> _TEXTE ÉTUDIÉ_
Ci-dessous, la chanson originale après quelques traitements simples pour permettre une comparaison optimale avec la séquence générée par l’IA :
Ci-dessous, l’audio généré par l’IA, à partir du spectrogramme :
Pourquoi Pink Floyd ?
La sélection de « Another Brick in the Wall » de Pink Floyd comme pièce centrale de cette étude n’était pas fortuite. La chanson est reconnue pour sa richesse musicale, combinant des accords élaborés, une variété d’instruments et une multiplicité de rythmes.
Ces éléments ont offert une matière dense et variée pour l’analyse, permettant d’explorer en profondeur les réponses cérébrales à des stimuli musicaux diversifiés. En effet, chez l’homme, ces éléments musicaux, appelés prosodie — rythme, accent, intonation — portent un sens que les mots seuls ne véhiculent pas.
Par ailleurs, il est à noter que la préférence personnelle des chercheurs pour Pink Floyd a également joué un rôle dans cette sélection, témoignant de l’appréciation universelle du groupe et de son impact dans le monde musical.
Au-delà de la musique
L’objectif principal de l’étude était d’explorer la capacité à décoder la musique à partir des ondes cérébrales. Cependant, les implications de cette recherche dépassent le simple domaine musical. En effet, la parole humaine, tout comme la musique, est riche en nuances et en variations. Elle est rythmée par des éléments tels que le tempo, qui détermine la vitesse à laquelle nous parlons, ou le stress, qui met l’accent sur certaines syllabes ou certains mots.
De plus, les accents et l’intonation jouent un rôle crucial dans la manière dont nous transmettons les émotions et les intentions à travers la parole. Si l’on parvient à décoder ces nuances à partir des ondes cérébrales, cela pourrait ouvrir la voie à la création de décodeurs de parole implantables. Ces dispositifs pourraient, par exemple, aider les personnes muettes à communiquer de manière plus naturelle et expressive.
Si une interface cerveau-ordinateur était capable de recréer la parole avec une fidélité émotionnelle sans précédent, les personnes qui utilisent ces interfaces pourraient non seulement formuler des phrases, mais aussi transmettre les sentiments et les nuances qui les accompagnent. Ainsi, un simple « Je t’aime » ne serait pas seulement une déclaration, mais pourrait être chargé de toute la passion, l’urgence ou la tendresse que l’individu souhaite exprimer, offrant une dimension de communication jusqu’alors inexplorée.
Les recherches à venir
Bien que les avancées soient prometteuses, la route vers une application généralisée est encore semée d’embûches. L’une des principales contraintes de la technologie actuelle est la nécessité d’implanter directement des électrodes à la surface du cerveau pour obtenir des enregistrements électriques précis. Cette procédure invasive présente des risques, notamment d’infection, de saignement ou de réactions indésirables, et nécessite une intervention chirurgicale délicate.
De plus, comme l’expliquent les chercheurs, les interfaces cerveau-machine utilisées aujourd’hui pour aider les gens à communiquer lorsqu’ils sont incapables de parler peuvent décoder les mots, mais les phrases produites ont une qualité robotique semblable à celle de Stephen Hawking lorsqu’il utilisait un appareil générateur de parole.
Cependant, des alternatives moins invasives sont à l’étude. Des recherches sont en cours pour améliorer la sensibilité des électrodes externes, qui pourraient être placées sur le cuir chevelu, ou pour explorer d’autres méthodes d’imagerie cérébrale.

> _LIGNES FOURNIES_
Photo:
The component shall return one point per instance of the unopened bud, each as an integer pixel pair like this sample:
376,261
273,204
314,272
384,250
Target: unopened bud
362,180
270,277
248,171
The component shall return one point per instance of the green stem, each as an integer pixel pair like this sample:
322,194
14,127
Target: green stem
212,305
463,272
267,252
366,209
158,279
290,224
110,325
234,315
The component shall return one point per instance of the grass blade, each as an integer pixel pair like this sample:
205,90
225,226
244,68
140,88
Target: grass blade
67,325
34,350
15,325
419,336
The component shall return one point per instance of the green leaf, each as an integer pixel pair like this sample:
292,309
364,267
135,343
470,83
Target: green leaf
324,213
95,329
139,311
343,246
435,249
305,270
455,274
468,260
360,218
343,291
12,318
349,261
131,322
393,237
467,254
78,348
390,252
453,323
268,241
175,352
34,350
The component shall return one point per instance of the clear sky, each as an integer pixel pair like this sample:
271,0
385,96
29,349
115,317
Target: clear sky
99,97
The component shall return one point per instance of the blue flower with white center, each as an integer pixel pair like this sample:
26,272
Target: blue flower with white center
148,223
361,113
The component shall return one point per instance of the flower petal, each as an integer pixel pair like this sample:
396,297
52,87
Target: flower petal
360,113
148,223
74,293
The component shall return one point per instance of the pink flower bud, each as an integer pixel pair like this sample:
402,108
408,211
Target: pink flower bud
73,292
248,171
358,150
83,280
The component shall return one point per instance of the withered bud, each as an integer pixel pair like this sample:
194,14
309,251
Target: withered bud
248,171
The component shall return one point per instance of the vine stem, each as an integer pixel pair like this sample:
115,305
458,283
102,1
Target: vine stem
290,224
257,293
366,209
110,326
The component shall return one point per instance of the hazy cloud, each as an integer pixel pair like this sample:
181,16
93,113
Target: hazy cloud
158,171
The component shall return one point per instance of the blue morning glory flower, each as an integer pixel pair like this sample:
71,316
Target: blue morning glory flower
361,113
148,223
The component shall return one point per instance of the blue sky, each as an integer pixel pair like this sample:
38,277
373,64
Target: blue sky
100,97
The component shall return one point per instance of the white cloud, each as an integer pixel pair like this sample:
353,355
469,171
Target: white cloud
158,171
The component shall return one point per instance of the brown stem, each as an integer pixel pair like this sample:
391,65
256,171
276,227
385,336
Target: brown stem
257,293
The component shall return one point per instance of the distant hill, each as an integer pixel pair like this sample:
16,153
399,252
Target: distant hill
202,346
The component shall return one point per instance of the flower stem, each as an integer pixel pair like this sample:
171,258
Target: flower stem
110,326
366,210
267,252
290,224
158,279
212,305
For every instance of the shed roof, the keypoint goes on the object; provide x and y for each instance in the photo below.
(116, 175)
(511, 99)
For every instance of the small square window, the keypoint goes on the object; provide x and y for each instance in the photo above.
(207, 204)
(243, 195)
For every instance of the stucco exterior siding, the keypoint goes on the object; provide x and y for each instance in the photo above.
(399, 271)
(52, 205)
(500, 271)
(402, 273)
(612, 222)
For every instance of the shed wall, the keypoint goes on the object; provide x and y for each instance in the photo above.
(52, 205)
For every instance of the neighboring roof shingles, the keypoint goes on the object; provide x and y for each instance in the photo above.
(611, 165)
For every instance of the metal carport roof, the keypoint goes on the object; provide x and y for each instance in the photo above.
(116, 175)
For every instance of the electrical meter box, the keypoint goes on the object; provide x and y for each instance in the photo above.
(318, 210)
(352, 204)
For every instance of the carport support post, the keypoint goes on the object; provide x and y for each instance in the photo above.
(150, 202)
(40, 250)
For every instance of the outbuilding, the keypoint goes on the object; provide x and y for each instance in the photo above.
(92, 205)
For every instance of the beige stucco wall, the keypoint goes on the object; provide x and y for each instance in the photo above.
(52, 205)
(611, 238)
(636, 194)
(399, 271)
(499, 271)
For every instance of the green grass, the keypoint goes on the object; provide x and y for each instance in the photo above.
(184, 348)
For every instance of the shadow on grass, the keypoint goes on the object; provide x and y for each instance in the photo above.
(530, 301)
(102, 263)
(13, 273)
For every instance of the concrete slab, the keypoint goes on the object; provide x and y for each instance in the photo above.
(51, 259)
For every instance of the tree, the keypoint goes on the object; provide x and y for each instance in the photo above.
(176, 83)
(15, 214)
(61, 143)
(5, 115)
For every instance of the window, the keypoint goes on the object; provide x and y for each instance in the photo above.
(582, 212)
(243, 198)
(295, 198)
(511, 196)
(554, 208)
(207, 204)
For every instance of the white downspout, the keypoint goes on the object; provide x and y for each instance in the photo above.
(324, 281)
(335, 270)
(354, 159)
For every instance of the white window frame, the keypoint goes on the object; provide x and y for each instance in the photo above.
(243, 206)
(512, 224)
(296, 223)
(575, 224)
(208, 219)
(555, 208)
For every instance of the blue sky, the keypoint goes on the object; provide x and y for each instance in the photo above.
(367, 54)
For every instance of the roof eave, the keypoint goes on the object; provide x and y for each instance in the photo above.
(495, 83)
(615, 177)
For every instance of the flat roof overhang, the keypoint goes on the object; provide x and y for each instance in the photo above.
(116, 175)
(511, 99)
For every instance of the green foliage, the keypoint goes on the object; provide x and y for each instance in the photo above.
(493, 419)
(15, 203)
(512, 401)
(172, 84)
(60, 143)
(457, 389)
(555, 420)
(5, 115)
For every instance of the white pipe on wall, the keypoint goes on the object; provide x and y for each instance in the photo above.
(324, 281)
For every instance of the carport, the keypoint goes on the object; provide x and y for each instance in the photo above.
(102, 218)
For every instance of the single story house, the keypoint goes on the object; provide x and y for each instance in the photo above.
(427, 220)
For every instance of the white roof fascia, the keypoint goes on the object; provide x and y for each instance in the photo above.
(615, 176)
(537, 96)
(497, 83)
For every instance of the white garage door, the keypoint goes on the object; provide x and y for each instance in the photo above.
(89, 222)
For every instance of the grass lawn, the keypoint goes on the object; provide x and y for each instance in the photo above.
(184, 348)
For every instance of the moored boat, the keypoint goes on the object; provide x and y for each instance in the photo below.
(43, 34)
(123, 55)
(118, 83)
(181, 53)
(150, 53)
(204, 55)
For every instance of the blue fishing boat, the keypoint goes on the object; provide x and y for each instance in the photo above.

> _ÉNONCÉ DU PROBLÈME_
Recopiez le passage du texte étudié qui commence aux mots « Les recherches à » et se termine après les mots « générateur de parole. ». Appuyez-vous uniquement sur le texte étudié.

> _RÉPONSE RÉDIGÉE_
Les recherches à venir
Bien que les avancées soient prometteuses, la route vers une application généralisée est encore semée d’embûches. L’une des principales contraintes de la technologie actuelle est la nécessité d’implanter directement des électrodes à la surface du cerveau pour obtenir des enregistrements électriques précis. Cette procédure invasive présente des risques, notamment d’infection, de saignement ou de réactions indésirables, et nécessite une intervention chirurgicale délicate.
De plus, comme l’expliquent les chercheurs, les interfaces cerveau-machine utilisées aujourd’hui pour aider les gens à communiquer lorsqu’ils sont incapables de parler peuvent décoder les mots, mais les phrases produites ont une qualité robotique semblable à celle de Stephen Hawking lorsqu’il utilisait un appareil générateur de parole.